Stored items from a collection:
────────────────────

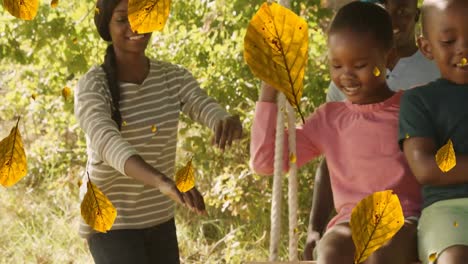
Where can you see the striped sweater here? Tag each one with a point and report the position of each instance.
(150, 113)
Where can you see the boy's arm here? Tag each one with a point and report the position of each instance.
(322, 207)
(420, 153)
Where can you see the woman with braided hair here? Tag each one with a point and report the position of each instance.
(129, 109)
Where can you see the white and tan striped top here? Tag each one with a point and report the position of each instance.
(150, 114)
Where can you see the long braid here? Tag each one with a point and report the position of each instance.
(110, 68)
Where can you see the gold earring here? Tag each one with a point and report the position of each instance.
(376, 72)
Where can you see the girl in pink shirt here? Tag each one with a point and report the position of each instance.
(357, 136)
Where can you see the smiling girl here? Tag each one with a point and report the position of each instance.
(357, 136)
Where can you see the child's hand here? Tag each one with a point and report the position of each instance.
(227, 130)
(313, 238)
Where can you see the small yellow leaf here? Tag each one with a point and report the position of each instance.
(97, 210)
(445, 157)
(23, 9)
(66, 92)
(292, 158)
(185, 177)
(276, 49)
(376, 72)
(13, 164)
(54, 3)
(374, 221)
(148, 15)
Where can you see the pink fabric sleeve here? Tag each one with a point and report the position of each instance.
(262, 145)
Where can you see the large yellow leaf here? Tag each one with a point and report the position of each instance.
(275, 48)
(185, 177)
(374, 221)
(445, 157)
(148, 15)
(13, 165)
(97, 210)
(23, 9)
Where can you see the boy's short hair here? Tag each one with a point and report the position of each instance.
(368, 18)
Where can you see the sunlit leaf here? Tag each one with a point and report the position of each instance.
(148, 15)
(275, 48)
(54, 3)
(185, 177)
(97, 210)
(23, 9)
(13, 164)
(445, 157)
(374, 221)
(66, 92)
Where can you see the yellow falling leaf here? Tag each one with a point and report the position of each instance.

────────────────────

● **How to complete this task**
Please output all of the entries above exactly, but without any picture.

● **Result for this exercise**
Where can you see the striped sweater here? Tag each one with a point and report the position of each instance.
(150, 113)
Where can you see the boy's arm here? Tag each one with a point and report the position of each instance.
(322, 207)
(420, 153)
Where can you see the woman with braided hair here? Tag each one with a point and report the position of each instance.
(129, 109)
Where can you see the white and tan striped top here? Tag each one with a point and report the position of each instance.
(150, 114)
Where can you see the long braid here? Tag each one with a point and report the position of each instance.
(110, 68)
Where can you see the gold earring here? Tag each one with a point and report the position of each instance.
(376, 72)
Where can you see the girl in pink shirt here? Tag each one with a point and report the position of each instance.
(357, 136)
Where can you see the smiling girl here? Tag each one with a point and report the position of each instance.
(357, 136)
Where can you see the child's hand here? Tag each one with a point and report the position of each instance.
(227, 130)
(313, 238)
Where can you see the small yellow leaf here? Tag each one with a point and report the position of each instance.
(97, 210)
(445, 157)
(23, 9)
(66, 92)
(292, 158)
(185, 177)
(276, 49)
(376, 72)
(13, 164)
(54, 3)
(374, 221)
(148, 15)
Where can you see the pink fabric sleeve here? Tag each one with a point and report the position of each instance.
(262, 145)
Where can you see the large yellow leaf here? Tag each one with a point and report the position of each instance.
(275, 48)
(185, 177)
(374, 221)
(445, 157)
(148, 15)
(13, 165)
(97, 210)
(23, 9)
Where can you see the boy's short hair here? Tag each one with a point and report the position of each instance.
(368, 18)
Where can you see the sunlit leaf here? Tag each one with a point and report the position of each instance.
(148, 15)
(275, 48)
(54, 3)
(185, 177)
(97, 210)
(23, 9)
(13, 164)
(445, 157)
(374, 221)
(66, 92)
Where can you see the yellow falling leaf here? Tag each one with a point and report the position of each instance.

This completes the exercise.